━━━ DATA RECORDS ━━━
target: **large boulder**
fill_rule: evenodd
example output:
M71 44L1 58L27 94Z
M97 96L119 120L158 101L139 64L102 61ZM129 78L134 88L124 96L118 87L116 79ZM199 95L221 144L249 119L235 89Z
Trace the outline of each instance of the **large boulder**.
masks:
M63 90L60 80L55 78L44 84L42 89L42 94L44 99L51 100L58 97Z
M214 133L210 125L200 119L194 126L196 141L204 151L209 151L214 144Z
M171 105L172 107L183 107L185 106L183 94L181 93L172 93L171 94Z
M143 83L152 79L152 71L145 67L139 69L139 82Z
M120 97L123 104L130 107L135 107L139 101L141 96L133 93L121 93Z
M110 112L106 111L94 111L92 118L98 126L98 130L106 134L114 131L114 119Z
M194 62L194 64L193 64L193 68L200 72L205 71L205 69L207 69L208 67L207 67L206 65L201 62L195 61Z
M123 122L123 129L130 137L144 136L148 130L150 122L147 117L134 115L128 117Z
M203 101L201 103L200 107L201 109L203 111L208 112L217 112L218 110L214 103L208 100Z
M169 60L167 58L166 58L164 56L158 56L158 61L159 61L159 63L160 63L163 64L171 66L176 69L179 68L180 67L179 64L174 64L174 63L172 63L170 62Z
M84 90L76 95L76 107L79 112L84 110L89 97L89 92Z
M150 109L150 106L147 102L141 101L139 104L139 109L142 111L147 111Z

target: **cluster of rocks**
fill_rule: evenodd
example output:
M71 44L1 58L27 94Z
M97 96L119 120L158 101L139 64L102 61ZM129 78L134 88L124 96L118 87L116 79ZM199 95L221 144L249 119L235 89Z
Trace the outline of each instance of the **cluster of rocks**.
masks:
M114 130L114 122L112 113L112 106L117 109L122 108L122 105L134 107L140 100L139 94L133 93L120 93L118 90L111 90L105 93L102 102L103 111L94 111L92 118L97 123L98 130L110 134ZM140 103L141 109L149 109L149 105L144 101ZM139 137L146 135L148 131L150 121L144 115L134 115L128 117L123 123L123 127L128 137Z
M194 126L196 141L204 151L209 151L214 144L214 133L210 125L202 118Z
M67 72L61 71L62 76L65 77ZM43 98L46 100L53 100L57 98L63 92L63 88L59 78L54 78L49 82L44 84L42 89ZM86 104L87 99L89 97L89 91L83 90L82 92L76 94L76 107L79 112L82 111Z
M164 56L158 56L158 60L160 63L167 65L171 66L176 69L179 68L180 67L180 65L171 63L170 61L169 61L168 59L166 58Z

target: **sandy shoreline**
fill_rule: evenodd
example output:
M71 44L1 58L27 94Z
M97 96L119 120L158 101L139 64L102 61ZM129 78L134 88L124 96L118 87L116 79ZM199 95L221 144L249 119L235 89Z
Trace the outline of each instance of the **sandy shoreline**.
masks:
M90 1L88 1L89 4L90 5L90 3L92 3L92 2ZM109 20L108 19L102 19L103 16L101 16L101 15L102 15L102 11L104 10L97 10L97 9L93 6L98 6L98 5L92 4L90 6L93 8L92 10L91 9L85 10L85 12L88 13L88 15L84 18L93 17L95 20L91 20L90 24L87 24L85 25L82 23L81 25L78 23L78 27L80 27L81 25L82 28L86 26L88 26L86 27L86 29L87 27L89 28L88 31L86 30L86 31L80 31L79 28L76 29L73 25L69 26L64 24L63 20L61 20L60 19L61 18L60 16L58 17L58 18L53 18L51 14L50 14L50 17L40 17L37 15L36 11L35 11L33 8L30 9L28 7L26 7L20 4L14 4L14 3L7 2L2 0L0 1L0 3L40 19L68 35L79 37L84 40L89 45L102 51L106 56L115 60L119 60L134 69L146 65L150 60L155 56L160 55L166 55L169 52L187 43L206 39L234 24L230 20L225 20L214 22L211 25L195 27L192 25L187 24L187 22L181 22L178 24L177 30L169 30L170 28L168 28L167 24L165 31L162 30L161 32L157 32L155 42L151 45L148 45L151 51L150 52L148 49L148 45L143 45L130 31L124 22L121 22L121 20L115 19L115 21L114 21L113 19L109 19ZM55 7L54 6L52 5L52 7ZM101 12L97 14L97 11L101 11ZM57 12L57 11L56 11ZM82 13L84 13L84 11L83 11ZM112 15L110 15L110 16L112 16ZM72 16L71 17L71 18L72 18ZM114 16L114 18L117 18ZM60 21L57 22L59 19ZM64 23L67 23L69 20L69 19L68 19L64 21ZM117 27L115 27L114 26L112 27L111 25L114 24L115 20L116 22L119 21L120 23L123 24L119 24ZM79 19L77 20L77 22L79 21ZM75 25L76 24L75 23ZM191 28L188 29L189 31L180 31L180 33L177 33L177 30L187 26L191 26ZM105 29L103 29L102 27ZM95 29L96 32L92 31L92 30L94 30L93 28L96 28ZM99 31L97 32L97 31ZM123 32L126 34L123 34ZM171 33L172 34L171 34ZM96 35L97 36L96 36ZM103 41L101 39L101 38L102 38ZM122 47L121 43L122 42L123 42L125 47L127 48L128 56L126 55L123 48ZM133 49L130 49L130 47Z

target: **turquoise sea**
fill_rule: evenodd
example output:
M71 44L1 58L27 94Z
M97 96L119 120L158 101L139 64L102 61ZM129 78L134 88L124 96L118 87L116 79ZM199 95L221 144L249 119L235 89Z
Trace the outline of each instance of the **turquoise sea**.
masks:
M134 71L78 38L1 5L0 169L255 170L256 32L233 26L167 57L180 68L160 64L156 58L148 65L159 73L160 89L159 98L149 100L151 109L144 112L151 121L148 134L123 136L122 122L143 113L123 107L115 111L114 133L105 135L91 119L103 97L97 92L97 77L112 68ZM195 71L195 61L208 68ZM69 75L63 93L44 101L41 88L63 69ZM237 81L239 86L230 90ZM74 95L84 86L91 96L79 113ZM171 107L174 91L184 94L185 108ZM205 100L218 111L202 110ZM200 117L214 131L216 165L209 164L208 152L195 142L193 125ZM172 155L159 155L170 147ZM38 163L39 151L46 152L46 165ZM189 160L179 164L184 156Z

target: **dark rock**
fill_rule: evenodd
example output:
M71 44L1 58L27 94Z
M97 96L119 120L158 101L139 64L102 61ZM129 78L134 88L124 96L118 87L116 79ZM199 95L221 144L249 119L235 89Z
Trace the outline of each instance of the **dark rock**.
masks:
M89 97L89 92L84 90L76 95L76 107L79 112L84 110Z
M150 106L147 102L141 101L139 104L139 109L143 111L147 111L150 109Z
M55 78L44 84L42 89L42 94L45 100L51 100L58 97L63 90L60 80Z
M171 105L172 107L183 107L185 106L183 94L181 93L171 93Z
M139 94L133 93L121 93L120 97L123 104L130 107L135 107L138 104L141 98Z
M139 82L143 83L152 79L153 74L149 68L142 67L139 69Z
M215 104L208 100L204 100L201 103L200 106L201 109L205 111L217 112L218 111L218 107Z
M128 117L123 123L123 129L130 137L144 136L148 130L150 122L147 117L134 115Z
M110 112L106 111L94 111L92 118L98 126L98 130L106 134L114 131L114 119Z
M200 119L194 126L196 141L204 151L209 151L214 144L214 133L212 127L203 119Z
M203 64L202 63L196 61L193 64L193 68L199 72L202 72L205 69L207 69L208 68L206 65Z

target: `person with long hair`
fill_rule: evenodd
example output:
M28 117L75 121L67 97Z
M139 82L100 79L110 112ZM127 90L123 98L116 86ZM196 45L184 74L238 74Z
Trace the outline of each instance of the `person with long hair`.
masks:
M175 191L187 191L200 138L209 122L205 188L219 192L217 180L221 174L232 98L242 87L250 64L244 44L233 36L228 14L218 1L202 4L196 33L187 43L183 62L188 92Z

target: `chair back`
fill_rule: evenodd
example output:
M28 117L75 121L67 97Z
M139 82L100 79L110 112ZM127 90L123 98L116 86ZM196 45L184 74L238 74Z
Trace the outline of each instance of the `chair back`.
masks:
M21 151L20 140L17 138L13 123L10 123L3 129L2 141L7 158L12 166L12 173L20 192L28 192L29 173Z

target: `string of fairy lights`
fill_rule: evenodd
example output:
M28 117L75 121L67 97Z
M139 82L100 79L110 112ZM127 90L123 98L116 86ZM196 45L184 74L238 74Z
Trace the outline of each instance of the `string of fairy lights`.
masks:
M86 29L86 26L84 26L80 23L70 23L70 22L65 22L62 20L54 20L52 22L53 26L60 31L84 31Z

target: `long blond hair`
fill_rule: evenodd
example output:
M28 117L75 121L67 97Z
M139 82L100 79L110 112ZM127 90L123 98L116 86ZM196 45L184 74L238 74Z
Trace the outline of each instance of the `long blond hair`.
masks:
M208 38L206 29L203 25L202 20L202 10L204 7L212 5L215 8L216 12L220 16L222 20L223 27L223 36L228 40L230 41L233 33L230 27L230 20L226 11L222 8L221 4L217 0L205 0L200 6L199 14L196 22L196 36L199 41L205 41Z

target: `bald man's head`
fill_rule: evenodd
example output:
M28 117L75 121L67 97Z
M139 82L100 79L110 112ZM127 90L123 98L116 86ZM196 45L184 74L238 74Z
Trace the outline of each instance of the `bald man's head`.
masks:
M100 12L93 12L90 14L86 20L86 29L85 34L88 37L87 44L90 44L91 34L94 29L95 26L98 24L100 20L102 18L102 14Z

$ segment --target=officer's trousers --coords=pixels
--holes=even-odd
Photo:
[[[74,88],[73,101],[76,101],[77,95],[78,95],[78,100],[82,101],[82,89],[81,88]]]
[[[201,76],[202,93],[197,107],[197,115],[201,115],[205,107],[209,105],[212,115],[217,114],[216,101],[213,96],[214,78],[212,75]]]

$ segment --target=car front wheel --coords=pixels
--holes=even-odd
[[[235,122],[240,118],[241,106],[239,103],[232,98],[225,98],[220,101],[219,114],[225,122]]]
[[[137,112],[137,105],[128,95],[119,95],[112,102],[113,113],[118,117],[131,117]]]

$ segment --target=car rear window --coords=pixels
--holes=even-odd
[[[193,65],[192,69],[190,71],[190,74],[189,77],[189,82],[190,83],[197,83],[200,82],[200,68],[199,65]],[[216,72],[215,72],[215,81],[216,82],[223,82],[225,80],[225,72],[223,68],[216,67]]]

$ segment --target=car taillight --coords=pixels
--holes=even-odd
━━━
TASK INSTRUCTIONS:
Tally the lines in the rows that contain the string "fairy", treating case as significant. Give only the number.

EXERCISE RESPONSE:
2